WHAT IS BEING ASKED:
Say how many lines in the data below contain the word "brick", and give no other text.

Dataset entries
________________________________________

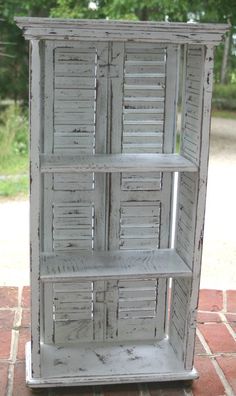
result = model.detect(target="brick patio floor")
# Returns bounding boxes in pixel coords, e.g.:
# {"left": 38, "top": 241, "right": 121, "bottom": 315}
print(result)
{"left": 0, "top": 287, "right": 235, "bottom": 396}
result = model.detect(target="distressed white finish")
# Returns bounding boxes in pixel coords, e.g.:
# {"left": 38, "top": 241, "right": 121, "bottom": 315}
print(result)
{"left": 41, "top": 249, "right": 192, "bottom": 281}
{"left": 25, "top": 341, "right": 198, "bottom": 387}
{"left": 15, "top": 17, "right": 229, "bottom": 44}
{"left": 15, "top": 18, "right": 228, "bottom": 388}
{"left": 29, "top": 40, "right": 42, "bottom": 377}
{"left": 41, "top": 153, "right": 198, "bottom": 172}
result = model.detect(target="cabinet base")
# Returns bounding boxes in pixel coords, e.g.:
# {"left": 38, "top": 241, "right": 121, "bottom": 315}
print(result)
{"left": 25, "top": 341, "right": 198, "bottom": 388}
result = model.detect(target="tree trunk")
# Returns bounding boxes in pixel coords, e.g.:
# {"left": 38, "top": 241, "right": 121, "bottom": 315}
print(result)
{"left": 220, "top": 27, "right": 231, "bottom": 84}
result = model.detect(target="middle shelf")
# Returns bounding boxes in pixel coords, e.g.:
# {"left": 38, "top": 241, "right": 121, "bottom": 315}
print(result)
{"left": 41, "top": 249, "right": 192, "bottom": 282}
{"left": 40, "top": 153, "right": 198, "bottom": 173}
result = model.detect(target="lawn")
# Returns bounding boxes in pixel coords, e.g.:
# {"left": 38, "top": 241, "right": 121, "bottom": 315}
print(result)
{"left": 212, "top": 109, "right": 236, "bottom": 120}
{"left": 0, "top": 103, "right": 29, "bottom": 199}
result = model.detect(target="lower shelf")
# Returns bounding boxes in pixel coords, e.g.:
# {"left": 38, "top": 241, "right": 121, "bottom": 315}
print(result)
{"left": 26, "top": 340, "right": 198, "bottom": 387}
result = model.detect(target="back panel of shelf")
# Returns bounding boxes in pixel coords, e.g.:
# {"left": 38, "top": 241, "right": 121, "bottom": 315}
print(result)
{"left": 39, "top": 40, "right": 180, "bottom": 349}
{"left": 42, "top": 40, "right": 179, "bottom": 253}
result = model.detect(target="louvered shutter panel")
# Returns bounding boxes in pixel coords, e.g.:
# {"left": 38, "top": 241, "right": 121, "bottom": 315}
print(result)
{"left": 43, "top": 42, "right": 108, "bottom": 254}
{"left": 43, "top": 42, "right": 109, "bottom": 343}
{"left": 107, "top": 43, "right": 179, "bottom": 341}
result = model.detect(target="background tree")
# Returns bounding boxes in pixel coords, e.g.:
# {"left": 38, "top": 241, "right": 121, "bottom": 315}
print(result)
{"left": 0, "top": 0, "right": 235, "bottom": 103}
{"left": 51, "top": 0, "right": 236, "bottom": 85}
{"left": 0, "top": 0, "right": 57, "bottom": 102}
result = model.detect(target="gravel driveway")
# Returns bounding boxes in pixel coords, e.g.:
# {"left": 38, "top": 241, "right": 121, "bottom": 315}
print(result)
{"left": 0, "top": 117, "right": 235, "bottom": 288}
{"left": 201, "top": 117, "right": 236, "bottom": 289}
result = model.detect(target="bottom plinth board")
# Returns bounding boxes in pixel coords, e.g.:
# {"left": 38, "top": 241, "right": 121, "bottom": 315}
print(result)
{"left": 25, "top": 341, "right": 198, "bottom": 387}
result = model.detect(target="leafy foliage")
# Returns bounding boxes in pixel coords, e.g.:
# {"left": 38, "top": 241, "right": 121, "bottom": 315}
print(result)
{"left": 0, "top": 175, "right": 28, "bottom": 198}
{"left": 0, "top": 103, "right": 28, "bottom": 169}
{"left": 0, "top": 0, "right": 57, "bottom": 102}
{"left": 0, "top": 0, "right": 236, "bottom": 101}
{"left": 213, "top": 83, "right": 236, "bottom": 110}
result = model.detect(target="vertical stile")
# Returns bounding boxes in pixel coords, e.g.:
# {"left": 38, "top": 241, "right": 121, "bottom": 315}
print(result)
{"left": 106, "top": 42, "right": 125, "bottom": 339}
{"left": 106, "top": 280, "right": 119, "bottom": 340}
{"left": 43, "top": 283, "right": 54, "bottom": 343}
{"left": 161, "top": 45, "right": 180, "bottom": 337}
{"left": 93, "top": 43, "right": 109, "bottom": 339}
{"left": 162, "top": 44, "right": 179, "bottom": 247}
{"left": 93, "top": 280, "right": 106, "bottom": 341}
{"left": 108, "top": 42, "right": 124, "bottom": 250}
{"left": 43, "top": 41, "right": 55, "bottom": 252}
{"left": 30, "top": 39, "right": 43, "bottom": 377}
{"left": 94, "top": 43, "right": 109, "bottom": 251}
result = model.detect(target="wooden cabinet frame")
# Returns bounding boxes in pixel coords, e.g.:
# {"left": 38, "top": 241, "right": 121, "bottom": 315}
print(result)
{"left": 15, "top": 17, "right": 228, "bottom": 388}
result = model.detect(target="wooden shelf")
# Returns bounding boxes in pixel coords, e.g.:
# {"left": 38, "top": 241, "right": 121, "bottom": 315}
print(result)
{"left": 40, "top": 153, "right": 198, "bottom": 173}
{"left": 26, "top": 341, "right": 197, "bottom": 387}
{"left": 41, "top": 249, "right": 192, "bottom": 281}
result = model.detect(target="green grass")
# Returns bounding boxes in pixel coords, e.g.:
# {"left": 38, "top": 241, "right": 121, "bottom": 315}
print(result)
{"left": 212, "top": 83, "right": 236, "bottom": 111}
{"left": 212, "top": 109, "right": 236, "bottom": 120}
{"left": 0, "top": 103, "right": 29, "bottom": 198}
{"left": 0, "top": 154, "right": 28, "bottom": 175}
{"left": 0, "top": 175, "right": 28, "bottom": 198}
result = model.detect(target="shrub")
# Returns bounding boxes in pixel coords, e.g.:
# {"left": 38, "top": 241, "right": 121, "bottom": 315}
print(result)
{"left": 0, "top": 103, "right": 28, "bottom": 160}
{"left": 212, "top": 84, "right": 236, "bottom": 111}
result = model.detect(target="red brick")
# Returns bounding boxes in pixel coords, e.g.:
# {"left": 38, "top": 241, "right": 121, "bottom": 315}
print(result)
{"left": 198, "top": 323, "right": 236, "bottom": 353}
{"left": 194, "top": 334, "right": 206, "bottom": 355}
{"left": 53, "top": 387, "right": 94, "bottom": 395}
{"left": 0, "top": 328, "right": 12, "bottom": 359}
{"left": 21, "top": 310, "right": 31, "bottom": 328}
{"left": 226, "top": 290, "right": 236, "bottom": 313}
{"left": 0, "top": 287, "right": 18, "bottom": 308}
{"left": 198, "top": 290, "right": 223, "bottom": 312}
{"left": 21, "top": 287, "right": 31, "bottom": 309}
{"left": 197, "top": 312, "right": 221, "bottom": 324}
{"left": 103, "top": 384, "right": 139, "bottom": 396}
{"left": 13, "top": 361, "right": 46, "bottom": 396}
{"left": 0, "top": 310, "right": 15, "bottom": 329}
{"left": 148, "top": 382, "right": 186, "bottom": 395}
{"left": 216, "top": 356, "right": 236, "bottom": 394}
{"left": 0, "top": 362, "right": 9, "bottom": 395}
{"left": 17, "top": 327, "right": 31, "bottom": 360}
{"left": 225, "top": 313, "right": 236, "bottom": 333}
{"left": 193, "top": 356, "right": 225, "bottom": 396}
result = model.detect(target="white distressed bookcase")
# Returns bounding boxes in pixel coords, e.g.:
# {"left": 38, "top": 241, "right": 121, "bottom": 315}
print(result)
{"left": 15, "top": 18, "right": 228, "bottom": 388}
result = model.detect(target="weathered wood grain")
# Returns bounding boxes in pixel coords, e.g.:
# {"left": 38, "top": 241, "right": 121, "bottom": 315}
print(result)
{"left": 40, "top": 153, "right": 198, "bottom": 172}
{"left": 41, "top": 249, "right": 192, "bottom": 280}
{"left": 18, "top": 17, "right": 224, "bottom": 387}
{"left": 29, "top": 39, "right": 44, "bottom": 377}
{"left": 15, "top": 17, "right": 229, "bottom": 44}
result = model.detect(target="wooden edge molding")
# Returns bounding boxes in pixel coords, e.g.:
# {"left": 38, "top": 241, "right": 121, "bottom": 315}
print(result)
{"left": 14, "top": 17, "right": 230, "bottom": 44}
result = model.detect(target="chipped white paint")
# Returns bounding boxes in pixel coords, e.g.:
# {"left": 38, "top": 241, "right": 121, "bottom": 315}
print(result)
{"left": 40, "top": 153, "right": 198, "bottom": 173}
{"left": 41, "top": 249, "right": 192, "bottom": 281}
{"left": 15, "top": 17, "right": 229, "bottom": 44}
{"left": 15, "top": 18, "right": 228, "bottom": 388}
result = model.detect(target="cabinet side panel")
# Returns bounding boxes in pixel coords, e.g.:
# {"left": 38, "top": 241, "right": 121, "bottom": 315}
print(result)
{"left": 30, "top": 40, "right": 43, "bottom": 377}
{"left": 170, "top": 45, "right": 214, "bottom": 369}
{"left": 169, "top": 278, "right": 191, "bottom": 361}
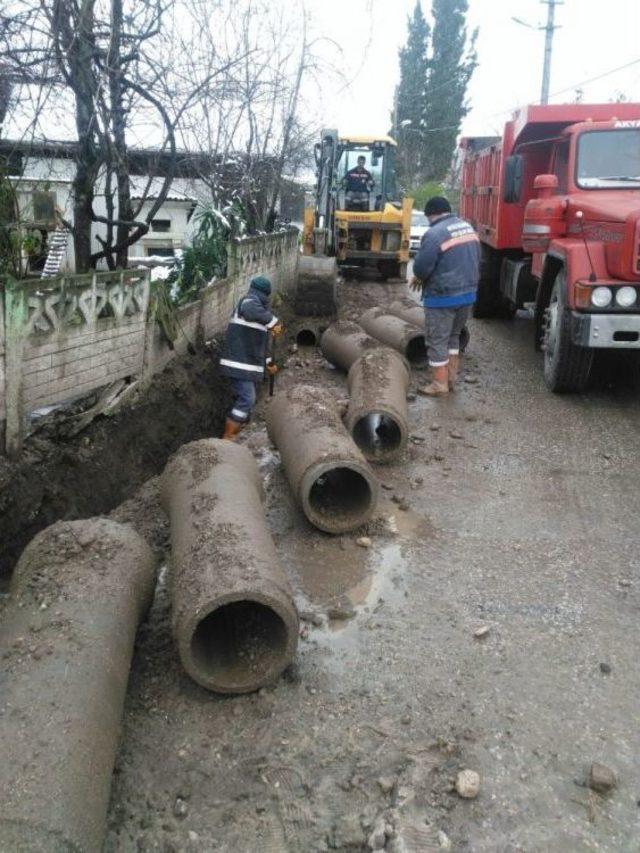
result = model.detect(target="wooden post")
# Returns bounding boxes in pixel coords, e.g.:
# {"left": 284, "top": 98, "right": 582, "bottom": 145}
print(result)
{"left": 4, "top": 279, "right": 28, "bottom": 458}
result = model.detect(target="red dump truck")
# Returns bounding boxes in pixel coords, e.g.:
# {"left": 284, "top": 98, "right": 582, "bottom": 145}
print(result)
{"left": 460, "top": 103, "right": 640, "bottom": 391}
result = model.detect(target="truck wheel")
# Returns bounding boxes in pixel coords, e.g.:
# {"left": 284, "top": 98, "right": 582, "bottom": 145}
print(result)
{"left": 473, "top": 245, "right": 502, "bottom": 318}
{"left": 542, "top": 269, "right": 593, "bottom": 393}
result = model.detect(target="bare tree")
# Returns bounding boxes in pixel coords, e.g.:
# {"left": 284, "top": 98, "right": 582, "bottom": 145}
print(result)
{"left": 1, "top": 0, "right": 246, "bottom": 270}
{"left": 178, "top": 0, "right": 338, "bottom": 232}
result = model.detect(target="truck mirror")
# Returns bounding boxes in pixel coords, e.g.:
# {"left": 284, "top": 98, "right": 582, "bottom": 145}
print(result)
{"left": 503, "top": 155, "right": 524, "bottom": 203}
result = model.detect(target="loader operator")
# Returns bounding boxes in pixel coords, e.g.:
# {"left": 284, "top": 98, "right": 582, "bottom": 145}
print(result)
{"left": 344, "top": 155, "right": 374, "bottom": 210}
{"left": 412, "top": 196, "right": 480, "bottom": 396}
{"left": 220, "top": 275, "right": 283, "bottom": 439}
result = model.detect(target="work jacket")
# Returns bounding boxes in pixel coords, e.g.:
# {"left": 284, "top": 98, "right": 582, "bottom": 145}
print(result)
{"left": 413, "top": 214, "right": 481, "bottom": 309}
{"left": 219, "top": 287, "right": 278, "bottom": 381}
{"left": 345, "top": 166, "right": 373, "bottom": 192}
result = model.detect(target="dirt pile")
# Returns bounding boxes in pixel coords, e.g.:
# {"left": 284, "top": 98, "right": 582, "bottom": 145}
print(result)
{"left": 0, "top": 348, "right": 229, "bottom": 581}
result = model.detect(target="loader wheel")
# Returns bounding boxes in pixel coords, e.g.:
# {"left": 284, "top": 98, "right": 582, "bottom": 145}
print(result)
{"left": 542, "top": 269, "right": 593, "bottom": 393}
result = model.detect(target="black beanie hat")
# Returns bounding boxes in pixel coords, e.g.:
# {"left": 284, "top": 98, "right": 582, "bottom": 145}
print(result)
{"left": 424, "top": 196, "right": 451, "bottom": 216}
{"left": 250, "top": 275, "right": 272, "bottom": 295}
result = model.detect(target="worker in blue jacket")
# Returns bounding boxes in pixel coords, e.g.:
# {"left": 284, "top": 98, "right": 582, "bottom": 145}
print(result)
{"left": 220, "top": 275, "right": 283, "bottom": 439}
{"left": 412, "top": 197, "right": 480, "bottom": 396}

________________________________________

TASK OUTPUT:
2